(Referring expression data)
=-=-=
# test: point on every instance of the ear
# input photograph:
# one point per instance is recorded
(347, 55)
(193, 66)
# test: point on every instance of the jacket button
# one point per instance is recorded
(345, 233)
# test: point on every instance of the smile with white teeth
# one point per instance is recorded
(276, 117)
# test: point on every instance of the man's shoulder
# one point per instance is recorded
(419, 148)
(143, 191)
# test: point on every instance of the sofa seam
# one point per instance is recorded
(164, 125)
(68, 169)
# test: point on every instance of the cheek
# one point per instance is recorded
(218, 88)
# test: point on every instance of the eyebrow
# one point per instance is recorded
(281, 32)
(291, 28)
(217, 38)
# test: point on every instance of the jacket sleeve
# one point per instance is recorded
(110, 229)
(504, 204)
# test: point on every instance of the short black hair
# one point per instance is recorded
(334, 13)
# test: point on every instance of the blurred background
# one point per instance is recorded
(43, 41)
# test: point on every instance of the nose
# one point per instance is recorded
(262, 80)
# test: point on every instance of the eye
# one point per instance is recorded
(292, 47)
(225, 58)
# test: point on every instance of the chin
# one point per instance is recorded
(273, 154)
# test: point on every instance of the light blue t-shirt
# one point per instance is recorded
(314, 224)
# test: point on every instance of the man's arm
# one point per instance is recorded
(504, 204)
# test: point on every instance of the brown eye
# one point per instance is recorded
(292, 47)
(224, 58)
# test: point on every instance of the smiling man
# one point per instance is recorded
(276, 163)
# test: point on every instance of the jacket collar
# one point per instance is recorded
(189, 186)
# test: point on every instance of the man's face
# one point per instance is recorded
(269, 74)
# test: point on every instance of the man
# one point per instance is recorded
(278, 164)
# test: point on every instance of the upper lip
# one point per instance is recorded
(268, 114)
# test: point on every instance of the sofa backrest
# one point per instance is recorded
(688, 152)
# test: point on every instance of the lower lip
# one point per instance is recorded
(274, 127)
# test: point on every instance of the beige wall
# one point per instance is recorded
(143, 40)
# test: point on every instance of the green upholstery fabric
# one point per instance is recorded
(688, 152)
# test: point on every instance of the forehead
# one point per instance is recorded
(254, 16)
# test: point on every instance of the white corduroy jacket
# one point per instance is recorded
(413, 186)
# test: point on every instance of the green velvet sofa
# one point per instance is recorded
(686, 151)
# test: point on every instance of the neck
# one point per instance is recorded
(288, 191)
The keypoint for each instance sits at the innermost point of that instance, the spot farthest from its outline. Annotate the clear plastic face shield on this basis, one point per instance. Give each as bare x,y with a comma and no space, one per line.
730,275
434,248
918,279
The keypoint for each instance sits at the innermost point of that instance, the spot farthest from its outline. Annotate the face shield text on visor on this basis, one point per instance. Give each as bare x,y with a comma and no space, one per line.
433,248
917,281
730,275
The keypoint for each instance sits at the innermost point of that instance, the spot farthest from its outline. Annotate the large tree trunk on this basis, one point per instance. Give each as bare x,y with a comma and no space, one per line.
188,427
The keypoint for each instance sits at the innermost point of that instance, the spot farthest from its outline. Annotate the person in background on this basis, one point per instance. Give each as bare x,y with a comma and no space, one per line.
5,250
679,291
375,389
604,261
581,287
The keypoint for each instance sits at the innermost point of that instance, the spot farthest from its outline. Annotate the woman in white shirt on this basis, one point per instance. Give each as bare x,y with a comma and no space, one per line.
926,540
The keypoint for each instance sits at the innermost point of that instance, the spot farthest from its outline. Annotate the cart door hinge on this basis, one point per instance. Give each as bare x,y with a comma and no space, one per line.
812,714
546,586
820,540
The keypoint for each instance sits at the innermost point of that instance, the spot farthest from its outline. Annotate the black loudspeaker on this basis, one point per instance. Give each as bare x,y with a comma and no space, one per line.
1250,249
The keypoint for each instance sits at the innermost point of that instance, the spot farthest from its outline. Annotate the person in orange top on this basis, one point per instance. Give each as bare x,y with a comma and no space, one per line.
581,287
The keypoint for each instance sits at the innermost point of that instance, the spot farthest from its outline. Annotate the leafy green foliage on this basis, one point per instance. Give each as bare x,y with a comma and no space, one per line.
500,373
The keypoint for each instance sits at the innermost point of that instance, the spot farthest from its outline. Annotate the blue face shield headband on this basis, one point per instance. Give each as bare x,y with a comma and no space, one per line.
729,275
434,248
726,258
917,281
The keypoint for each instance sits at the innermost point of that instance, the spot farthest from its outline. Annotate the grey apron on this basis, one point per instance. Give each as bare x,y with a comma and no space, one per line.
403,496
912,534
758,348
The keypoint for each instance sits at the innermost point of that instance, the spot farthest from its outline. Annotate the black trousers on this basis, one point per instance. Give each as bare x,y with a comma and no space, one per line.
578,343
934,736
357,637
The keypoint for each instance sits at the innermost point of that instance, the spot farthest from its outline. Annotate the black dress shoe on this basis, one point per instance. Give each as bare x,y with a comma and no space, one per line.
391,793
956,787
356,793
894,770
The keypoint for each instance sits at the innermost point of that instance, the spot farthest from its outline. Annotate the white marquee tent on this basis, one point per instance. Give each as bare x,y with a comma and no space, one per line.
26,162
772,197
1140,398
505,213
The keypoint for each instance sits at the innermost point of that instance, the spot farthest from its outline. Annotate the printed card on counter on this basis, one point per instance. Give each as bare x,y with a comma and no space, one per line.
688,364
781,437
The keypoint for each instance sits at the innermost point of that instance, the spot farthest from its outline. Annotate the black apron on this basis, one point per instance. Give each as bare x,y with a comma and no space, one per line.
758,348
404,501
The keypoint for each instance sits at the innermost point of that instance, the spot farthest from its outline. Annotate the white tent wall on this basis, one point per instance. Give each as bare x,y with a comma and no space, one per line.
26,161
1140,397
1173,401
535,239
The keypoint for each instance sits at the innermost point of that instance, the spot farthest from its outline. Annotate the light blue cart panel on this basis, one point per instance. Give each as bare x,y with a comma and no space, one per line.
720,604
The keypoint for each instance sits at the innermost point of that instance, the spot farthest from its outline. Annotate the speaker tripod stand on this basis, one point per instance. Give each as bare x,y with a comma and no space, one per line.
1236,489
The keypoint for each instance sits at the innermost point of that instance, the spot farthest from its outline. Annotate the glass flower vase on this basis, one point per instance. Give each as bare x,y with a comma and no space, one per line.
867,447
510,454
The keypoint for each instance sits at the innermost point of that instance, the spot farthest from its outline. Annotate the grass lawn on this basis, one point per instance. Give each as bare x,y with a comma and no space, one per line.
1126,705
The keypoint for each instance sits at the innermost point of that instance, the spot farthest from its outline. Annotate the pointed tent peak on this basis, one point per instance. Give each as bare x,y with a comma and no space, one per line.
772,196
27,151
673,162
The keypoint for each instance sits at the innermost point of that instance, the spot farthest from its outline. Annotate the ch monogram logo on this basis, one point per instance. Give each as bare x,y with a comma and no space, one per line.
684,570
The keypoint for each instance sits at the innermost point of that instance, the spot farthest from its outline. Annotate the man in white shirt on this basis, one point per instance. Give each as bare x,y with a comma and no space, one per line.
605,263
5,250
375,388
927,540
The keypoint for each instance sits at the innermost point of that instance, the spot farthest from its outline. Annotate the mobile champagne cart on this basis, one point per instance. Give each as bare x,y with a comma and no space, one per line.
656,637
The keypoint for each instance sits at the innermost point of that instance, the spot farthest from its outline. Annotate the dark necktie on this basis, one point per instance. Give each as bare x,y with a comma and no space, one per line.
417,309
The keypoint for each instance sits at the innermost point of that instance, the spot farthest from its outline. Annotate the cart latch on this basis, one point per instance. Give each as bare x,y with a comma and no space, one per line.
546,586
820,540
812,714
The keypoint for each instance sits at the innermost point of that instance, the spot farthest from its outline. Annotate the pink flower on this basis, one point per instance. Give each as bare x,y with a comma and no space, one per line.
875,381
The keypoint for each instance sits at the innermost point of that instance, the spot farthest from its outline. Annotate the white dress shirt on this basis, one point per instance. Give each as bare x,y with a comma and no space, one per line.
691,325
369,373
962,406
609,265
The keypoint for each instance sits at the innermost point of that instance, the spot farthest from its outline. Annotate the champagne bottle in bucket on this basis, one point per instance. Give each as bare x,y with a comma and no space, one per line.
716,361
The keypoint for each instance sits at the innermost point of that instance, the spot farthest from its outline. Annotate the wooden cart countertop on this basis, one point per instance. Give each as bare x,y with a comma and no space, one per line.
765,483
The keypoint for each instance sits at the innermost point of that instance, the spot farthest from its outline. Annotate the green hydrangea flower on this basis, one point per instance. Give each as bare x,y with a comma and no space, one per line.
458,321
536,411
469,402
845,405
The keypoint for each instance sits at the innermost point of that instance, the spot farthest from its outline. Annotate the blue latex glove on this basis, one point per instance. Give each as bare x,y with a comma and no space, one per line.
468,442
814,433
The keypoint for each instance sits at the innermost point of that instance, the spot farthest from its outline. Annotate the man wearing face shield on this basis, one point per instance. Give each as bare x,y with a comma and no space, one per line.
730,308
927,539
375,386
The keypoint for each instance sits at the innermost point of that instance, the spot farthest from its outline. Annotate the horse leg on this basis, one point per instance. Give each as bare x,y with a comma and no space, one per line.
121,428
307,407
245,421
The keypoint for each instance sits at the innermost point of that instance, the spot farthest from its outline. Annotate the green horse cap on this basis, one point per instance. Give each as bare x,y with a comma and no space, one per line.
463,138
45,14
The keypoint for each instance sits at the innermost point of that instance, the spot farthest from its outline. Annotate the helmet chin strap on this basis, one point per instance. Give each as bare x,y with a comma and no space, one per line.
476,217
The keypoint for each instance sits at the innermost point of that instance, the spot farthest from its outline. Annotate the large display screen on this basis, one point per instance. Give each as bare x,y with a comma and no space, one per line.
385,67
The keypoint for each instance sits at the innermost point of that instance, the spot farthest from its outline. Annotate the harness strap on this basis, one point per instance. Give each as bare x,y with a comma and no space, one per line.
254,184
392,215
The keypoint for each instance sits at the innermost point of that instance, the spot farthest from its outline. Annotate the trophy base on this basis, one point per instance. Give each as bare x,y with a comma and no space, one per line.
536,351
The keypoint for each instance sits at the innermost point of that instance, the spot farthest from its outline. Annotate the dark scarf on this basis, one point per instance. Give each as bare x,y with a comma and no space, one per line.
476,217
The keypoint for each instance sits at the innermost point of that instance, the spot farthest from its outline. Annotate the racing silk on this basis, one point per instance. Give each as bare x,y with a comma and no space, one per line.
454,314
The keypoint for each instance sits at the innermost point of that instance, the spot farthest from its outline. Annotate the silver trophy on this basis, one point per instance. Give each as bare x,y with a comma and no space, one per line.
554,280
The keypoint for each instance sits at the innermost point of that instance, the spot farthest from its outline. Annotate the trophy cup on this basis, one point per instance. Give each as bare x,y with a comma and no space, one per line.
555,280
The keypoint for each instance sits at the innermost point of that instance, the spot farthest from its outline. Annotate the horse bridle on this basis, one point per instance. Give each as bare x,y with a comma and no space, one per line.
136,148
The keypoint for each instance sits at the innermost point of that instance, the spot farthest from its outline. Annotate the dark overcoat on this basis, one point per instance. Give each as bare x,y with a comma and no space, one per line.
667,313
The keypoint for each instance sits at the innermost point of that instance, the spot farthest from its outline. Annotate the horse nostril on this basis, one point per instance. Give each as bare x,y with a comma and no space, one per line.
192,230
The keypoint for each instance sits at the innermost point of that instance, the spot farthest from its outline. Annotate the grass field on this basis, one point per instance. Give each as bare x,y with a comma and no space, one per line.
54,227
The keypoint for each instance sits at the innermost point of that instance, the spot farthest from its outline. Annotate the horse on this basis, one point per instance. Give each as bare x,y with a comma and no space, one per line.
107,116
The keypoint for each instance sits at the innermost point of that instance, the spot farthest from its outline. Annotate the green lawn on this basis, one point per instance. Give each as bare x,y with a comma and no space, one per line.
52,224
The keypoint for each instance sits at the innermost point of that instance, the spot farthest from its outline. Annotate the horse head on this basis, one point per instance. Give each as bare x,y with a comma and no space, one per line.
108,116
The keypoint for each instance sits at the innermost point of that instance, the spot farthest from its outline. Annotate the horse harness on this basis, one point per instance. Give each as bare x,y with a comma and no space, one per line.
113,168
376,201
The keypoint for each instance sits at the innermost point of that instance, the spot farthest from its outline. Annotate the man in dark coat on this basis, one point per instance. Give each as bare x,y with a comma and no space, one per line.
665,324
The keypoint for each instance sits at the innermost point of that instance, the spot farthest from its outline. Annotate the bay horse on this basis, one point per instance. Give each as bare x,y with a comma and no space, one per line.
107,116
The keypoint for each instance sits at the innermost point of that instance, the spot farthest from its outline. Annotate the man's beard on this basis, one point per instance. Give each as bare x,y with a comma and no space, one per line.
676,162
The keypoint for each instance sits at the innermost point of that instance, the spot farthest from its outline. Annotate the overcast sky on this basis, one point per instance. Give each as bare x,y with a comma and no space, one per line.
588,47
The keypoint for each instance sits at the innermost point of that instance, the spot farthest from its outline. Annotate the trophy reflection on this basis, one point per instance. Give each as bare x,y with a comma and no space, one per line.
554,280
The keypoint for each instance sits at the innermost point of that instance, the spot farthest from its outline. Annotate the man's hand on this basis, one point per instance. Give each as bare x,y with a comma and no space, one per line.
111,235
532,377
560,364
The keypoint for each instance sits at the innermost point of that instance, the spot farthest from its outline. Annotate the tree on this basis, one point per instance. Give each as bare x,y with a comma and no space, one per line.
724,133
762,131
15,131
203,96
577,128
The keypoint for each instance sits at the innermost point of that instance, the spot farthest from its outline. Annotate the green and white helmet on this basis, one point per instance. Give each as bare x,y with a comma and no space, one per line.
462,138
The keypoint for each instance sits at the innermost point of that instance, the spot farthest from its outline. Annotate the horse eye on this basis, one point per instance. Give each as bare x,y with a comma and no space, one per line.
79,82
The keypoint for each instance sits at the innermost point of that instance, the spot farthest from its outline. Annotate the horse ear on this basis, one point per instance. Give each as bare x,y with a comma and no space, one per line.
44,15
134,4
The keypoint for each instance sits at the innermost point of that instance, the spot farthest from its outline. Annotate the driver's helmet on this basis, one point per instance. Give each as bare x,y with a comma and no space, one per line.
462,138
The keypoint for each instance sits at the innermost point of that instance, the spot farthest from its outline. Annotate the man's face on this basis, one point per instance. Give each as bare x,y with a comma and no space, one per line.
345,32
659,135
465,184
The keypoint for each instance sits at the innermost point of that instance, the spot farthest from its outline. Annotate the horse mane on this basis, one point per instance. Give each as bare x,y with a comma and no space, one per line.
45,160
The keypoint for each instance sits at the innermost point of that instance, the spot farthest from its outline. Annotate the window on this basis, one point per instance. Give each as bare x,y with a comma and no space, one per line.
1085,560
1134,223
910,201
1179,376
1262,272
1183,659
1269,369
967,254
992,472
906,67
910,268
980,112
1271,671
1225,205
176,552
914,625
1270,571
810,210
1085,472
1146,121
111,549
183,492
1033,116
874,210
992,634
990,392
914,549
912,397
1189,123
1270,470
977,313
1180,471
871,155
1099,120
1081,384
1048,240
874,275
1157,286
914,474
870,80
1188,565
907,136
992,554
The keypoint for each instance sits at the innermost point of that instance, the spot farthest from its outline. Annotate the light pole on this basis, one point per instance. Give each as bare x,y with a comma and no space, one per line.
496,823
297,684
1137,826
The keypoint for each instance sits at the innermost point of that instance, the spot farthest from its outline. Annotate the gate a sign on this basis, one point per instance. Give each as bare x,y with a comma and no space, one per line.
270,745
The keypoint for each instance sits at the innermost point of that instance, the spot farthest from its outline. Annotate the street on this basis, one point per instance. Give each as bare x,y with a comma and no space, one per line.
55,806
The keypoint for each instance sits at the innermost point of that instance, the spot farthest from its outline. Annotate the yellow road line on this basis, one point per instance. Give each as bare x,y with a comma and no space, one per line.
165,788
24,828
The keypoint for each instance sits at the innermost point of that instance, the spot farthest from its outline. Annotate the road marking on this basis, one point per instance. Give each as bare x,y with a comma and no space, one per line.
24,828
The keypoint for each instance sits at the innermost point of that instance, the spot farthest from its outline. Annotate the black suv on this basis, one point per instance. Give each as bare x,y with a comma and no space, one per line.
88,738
=-=-=
ACTION ITEM: If a line in the records above has the word "sofa", copy it.

ANSWER:
# test: point on every instance of the sofa seam
# test: point on every instance of the sofa backrest
# test: point on every instance of the green velvet sofa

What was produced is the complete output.